Questions to answer
1. From the doctor's interview about faith, copy the words from "There’s a time for" to "front of me.".
2. Continue the doctor's interview about faith from its last sentence.
----- Provided passage
Do you find yourself walking a fine line with your faith as a doctor?

There’s a time for everything. There’s a time to say, “Hey, you need the Lord Jesus Christ,” and then there are times when I need to shut up and save somebody’s life because they’re dying right in front of me.


I would imagine that not everyone is receptive to your message.

One day, I was working in a hospital and I saved a man’s life. By God’s grace, we were able to put a stent in his heart and save him from the widow maker. He ended up in the ICU, where he was barely making it. His wife was bawling and crying, there were nurses present, and suddenly the Lord spoke to me. He said, “Tell him about Jesus.” I’m like, “Lord Jesus, you’ve got the wrong man, you have the wrong time, and you got the wrong ICU!” Then it hit me: I tried to tell the Creator that He was wrong [laughs]. He spoke to my heart again and I’m like, “Jesus, look, there are four nurses here. This is not proper. This is not the right time to tell him about Jesus Christ.” And then, as I turned to exit the room, He said, “You need to turn around now, because this is your only chance to tell this man about me. He will never respond ever again.”
----------
----- Records shown
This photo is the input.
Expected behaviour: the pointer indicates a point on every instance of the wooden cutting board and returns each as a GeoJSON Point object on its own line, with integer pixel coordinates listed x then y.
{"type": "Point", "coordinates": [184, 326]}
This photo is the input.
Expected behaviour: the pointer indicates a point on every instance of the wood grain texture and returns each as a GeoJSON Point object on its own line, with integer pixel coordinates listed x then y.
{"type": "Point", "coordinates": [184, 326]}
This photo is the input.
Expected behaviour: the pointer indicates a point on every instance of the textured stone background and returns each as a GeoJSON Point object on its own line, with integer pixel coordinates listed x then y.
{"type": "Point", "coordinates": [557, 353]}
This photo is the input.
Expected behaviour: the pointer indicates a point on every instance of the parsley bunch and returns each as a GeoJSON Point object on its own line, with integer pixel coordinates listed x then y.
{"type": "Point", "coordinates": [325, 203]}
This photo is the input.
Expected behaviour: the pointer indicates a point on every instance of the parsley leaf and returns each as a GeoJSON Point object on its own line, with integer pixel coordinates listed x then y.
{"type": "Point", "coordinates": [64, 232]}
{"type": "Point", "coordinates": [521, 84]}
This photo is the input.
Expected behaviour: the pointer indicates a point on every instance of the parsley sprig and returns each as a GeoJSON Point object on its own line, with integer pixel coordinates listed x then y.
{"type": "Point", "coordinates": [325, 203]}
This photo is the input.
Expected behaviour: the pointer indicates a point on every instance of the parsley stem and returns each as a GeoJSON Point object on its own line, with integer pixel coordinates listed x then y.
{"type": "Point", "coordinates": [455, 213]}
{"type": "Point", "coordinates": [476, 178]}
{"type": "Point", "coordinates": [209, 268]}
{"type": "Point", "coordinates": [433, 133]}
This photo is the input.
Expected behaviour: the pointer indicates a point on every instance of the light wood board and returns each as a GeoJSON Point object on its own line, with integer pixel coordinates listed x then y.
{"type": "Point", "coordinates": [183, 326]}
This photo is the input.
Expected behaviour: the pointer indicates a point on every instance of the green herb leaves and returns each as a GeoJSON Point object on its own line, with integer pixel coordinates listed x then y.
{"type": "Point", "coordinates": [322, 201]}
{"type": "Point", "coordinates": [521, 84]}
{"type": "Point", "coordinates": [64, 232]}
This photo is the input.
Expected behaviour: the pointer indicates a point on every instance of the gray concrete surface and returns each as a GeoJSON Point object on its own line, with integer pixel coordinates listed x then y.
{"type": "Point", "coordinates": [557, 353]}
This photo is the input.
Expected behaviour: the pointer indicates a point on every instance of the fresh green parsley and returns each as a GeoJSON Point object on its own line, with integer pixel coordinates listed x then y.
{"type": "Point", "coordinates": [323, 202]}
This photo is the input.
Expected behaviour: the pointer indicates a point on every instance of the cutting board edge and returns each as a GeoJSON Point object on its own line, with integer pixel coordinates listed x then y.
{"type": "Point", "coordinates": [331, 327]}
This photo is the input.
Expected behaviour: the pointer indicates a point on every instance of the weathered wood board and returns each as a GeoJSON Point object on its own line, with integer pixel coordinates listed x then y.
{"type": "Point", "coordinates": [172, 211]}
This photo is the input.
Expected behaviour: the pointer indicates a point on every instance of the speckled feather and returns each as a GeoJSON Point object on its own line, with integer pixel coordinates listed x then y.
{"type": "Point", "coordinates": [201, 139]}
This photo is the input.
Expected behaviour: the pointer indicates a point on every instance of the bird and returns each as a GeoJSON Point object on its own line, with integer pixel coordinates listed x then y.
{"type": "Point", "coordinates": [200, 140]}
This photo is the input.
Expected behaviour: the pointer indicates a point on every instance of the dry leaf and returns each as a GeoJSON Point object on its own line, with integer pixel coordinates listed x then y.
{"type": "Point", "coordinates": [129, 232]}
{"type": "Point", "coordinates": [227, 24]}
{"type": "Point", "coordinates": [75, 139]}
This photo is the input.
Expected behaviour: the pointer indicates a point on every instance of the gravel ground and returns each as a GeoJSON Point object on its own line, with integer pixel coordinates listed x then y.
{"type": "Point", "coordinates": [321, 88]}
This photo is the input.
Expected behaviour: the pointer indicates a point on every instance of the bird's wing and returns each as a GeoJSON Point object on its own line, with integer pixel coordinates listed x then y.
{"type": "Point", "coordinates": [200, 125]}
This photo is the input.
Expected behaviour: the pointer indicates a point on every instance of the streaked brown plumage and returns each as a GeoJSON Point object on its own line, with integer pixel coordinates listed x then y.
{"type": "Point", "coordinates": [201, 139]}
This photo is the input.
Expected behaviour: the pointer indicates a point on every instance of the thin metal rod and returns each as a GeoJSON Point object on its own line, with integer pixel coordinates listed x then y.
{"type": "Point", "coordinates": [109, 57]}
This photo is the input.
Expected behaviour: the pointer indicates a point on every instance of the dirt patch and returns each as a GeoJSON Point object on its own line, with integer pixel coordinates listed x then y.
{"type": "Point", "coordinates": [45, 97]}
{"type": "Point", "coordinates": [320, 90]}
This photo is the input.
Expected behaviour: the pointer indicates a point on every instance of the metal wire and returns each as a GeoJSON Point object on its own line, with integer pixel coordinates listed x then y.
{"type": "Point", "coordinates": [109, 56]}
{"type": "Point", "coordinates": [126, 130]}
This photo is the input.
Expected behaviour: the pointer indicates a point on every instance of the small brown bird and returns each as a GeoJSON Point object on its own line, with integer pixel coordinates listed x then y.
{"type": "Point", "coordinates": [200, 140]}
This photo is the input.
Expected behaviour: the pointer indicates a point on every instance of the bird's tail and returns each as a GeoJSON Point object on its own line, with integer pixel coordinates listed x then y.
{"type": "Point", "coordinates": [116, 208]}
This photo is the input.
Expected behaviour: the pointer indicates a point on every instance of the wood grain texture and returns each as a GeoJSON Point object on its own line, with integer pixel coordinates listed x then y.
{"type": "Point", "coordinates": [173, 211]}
----------
----- Records shown
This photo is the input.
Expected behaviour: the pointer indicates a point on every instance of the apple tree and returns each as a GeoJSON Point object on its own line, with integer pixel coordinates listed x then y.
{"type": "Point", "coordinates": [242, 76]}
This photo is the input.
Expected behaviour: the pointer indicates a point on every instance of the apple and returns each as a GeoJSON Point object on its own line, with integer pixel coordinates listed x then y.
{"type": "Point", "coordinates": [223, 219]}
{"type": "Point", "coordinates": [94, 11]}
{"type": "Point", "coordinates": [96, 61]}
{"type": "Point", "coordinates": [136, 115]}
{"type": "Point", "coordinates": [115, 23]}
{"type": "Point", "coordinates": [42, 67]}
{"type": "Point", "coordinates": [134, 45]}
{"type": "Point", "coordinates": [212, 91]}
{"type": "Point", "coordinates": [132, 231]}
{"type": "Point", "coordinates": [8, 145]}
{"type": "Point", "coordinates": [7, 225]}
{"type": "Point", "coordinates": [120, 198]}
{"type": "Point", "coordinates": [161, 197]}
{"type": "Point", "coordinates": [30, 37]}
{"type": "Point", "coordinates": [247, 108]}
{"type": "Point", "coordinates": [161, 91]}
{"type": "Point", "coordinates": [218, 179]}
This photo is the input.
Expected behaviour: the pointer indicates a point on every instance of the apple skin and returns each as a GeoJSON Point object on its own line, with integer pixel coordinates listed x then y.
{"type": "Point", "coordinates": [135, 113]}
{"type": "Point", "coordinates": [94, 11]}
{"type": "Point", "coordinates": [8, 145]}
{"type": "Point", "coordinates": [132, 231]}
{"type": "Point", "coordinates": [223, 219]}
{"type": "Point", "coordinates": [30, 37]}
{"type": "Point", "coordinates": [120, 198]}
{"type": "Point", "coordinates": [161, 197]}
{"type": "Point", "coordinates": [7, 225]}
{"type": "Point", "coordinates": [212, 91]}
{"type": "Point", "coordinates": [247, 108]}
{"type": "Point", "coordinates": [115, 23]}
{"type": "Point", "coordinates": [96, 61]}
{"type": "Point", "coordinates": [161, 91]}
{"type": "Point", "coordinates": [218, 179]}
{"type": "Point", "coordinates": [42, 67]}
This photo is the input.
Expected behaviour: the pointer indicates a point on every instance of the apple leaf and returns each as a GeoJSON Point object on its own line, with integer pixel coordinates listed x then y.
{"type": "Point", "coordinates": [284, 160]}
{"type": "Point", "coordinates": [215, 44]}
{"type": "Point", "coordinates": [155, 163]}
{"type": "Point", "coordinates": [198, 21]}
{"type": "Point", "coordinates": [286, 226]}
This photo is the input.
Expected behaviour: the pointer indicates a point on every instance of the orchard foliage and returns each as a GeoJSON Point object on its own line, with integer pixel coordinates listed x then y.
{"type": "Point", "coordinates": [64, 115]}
----------
Numbered responses
1.
There’s a time for everything. There’s a time to say, “Hey, you need the Lord Jesus Christ,” and then there are times when I need to shut up and save somebody’s life because they’re dying right in front of me.

2.
Now I’m sweating. I’m sure I’m going to get reported; somebody’s going to say something and the hospital administration is going to come down hard on me. In that moment, I decided that I didn’t care. It was more important for me to be obedient. I was doing anything illegal. I wasn’t doing anything immoral. I was just sharing the love of Jesus Christ. Imagine if I had discovered a cure for COVID-19 and I only shared it with myself and my family. Shame on me. Jesus Christ is love. He is goodness. He is great. He has mercy. Jesus Christ is the cure for the soul. Everyone born in sin is going to die one day, and we only have two places to go – heaven or hell. Jesus said, “I’m the way, the truth, and the light. Nobody comes to the Father except through me.”

On the way out the door I thought, “What gonna happen if he dies tonight?” So, I went back to him and explained that he had almost died. He thanked me for saving his life, and I explained that there was a moment when I actually watched him die on the table. I said, “Your coronary artery was blocked 100%, but now the flow is open and your heart’s happy because it’s receiving nutrition.” I explained that Jesus had done the same for us on Calvary. He died for you. He died for me. He died on the cross to save us. I said, “If you accept his blood and say, ‘Lord God, I’m a sinner,’ then the artery to your soul will be unblocked.”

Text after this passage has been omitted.